Светлый фон

Лучше всего было бы, если бы Парижский парламент сам обратился к Испании, которая тогда заняла бы положение арбитра — и странно (пишет 30 января Пеньяранда), что этого до сих пор не происходит[720].

Испанцы решили сделать первый шаг. В конце января сам наместник Испанских Нидерландов эрцгерцог Леопольд Габсбург (младший брат императора Фердинанда III) предложил Конти, чтобы Парижский парламент стал «арбитром общего мира между королями Франции и Испании». Странная позиция для верноподданных французского короля, приравненных к рангу нейтральной державы! Ответом на это предложение была собственноручная инструкция, выданная Конти 3 февраля его агенту де Лэгу, отправленному в Брюссель. Рассыпаясь в благодарностях эрцгерцогу, принц писал: «Я думаю, что совершенно необходимо быстро двинуть вперед все готовые отряды и сразу же по прибытии сьера де Лэга отправить депутата в парламент…»[721].

Короткая ответная записка эрцгерцога Леопольда от 10 февраля является верительной на подателя — очевидно, того самого «депутата», об отправке которого просил Конти[722]. Это был испанский монах-бернардинец дон Хосе де Ильескас-и-Арнольфини. Прибыв в Париж и передав Конти устные инструкции эрцгерцога, он поступил в распоряжение принца, который должен был снабдить его самой свежей информацией и выбрать день для выступления в парламенте.

В тот же день 10 февраля — через два дня после поражения при Шарантоне — Конти пишет инструкции для нового посланца к эрцгерцогу, маркиза Нуармутье[723].

Он умоляет Леопольда немедленно идти на Париж со всеми своими силами; с ним, конечно, будет подписан союзный договор, который Конти, осторожности ради, ратифицирует не ранее чем когда испанская армия будет находиться в 15 лье от Парижа.

Исходные данные —
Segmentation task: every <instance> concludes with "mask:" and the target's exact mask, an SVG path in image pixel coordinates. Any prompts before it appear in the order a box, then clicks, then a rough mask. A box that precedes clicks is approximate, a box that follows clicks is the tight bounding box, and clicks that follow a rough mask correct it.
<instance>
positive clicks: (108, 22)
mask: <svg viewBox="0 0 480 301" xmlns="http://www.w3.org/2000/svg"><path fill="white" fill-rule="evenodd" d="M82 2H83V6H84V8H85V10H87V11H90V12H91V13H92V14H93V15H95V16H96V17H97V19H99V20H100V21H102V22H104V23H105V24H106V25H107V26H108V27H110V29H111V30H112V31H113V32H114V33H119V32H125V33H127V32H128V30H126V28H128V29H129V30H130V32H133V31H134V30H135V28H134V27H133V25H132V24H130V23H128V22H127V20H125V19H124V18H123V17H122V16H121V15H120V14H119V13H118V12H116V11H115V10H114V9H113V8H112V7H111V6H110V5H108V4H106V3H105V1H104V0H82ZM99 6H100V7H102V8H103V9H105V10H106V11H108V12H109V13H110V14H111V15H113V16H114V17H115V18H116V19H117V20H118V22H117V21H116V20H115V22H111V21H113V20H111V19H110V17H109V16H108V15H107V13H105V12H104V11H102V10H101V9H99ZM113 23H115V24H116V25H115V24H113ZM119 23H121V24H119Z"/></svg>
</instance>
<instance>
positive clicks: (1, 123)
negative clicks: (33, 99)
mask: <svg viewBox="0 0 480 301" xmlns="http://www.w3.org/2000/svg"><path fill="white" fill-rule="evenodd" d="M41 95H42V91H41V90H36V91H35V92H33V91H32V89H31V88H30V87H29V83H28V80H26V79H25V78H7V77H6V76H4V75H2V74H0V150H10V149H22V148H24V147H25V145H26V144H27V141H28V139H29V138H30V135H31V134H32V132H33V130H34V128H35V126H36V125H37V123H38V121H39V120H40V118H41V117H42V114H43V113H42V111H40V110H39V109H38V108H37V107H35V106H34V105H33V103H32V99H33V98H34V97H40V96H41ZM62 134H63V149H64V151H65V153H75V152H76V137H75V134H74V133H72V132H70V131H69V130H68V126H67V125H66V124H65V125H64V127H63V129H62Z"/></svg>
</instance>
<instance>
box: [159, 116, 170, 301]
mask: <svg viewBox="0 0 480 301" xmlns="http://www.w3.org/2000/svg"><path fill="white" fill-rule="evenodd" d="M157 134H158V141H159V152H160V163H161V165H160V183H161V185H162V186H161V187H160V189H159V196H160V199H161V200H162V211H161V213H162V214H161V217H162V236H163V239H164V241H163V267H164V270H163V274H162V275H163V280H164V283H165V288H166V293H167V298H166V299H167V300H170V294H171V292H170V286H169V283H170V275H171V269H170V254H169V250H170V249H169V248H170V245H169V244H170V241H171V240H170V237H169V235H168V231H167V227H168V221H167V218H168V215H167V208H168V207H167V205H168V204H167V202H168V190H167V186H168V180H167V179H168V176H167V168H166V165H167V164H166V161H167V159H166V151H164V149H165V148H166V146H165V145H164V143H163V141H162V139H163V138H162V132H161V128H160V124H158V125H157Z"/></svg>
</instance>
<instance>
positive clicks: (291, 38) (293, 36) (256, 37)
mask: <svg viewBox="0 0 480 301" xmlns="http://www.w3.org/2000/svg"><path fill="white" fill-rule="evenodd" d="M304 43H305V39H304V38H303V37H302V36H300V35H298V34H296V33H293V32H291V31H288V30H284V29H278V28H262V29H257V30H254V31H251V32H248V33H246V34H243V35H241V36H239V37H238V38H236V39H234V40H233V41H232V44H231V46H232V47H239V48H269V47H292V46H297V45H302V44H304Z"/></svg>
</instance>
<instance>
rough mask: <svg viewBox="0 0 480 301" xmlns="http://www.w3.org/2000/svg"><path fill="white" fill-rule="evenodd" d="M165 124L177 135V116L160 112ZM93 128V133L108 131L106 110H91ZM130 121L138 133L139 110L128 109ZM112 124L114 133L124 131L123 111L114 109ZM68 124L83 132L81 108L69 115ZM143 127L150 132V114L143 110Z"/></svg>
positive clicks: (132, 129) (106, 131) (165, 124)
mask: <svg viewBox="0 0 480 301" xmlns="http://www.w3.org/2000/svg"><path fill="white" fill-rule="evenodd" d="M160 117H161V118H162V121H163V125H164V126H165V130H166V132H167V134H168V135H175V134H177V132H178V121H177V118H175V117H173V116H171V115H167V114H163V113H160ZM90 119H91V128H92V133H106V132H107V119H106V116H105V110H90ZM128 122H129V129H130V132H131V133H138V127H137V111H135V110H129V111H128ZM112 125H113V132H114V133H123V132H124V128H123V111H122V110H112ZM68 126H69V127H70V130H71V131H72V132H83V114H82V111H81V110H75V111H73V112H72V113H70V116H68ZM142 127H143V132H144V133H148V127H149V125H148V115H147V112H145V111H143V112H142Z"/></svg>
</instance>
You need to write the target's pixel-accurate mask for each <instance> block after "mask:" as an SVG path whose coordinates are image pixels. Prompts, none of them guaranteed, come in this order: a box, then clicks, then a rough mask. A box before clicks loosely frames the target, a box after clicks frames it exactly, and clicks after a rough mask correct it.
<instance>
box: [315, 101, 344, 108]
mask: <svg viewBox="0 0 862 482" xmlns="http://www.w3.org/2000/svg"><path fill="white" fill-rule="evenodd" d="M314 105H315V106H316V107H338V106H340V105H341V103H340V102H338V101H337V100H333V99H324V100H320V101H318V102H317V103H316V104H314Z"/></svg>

Задание 1 — Замените в отрывке о переговорах Конти с испанцами «Парижский парламент» на «Тулузский парламент» и приведите его текст от слов «Светлый фон» до слов «пор не происходит[720].» включительно.
Задание 2 — Продолжите отрывок о переговорах Конти с испанцами, начав сразу после его последнего предложения.

Результат 1 —
Светлый фон

Лучше всего было бы, если бы Тулузский парламент сам обратился к Испании, которая тогда заняла бы положение арбитра — и странно (пишет 30 января Пеньяранда), что этого до сих пор не происходит[720].

Результат 2 —
Итак, 19 февраля, когда коронные магистраты докладывали в парламенте о благосклонном приеме их королевой и парламентарии готовились принять решение об отправке в Сен-Жермен уже настоящей благодарственной депутации с представителями всех палат (и такое решение было принято 20 февраля, вопреки мнению заколебавшегося Брусселя, хотевшего снова ограничиться посылкой коронных магистратов) — в этот самый день Конти неожиданно объявил, что к нему прибыл представитель эрцгерцога Леопольда, который хотел бы выступить перед парламентом.

Завязалась оживленная дискуссия. Получалось как-то неловко: только что отказали в приеме королевскому герольду, а теперь принимать посланца неприятеля? Все же решили (115 голосов против 70) выслушать испанца (разумеется, не вступая с ним в дискуссию): ведь речь идет о мире! Некоторые наивно надеялись, что посланец эрцгерцога расскажет, на какие уступки шел Мазарини в переговорах с испанцами, и что это позволит изобличить коварного кардинала перед королевой.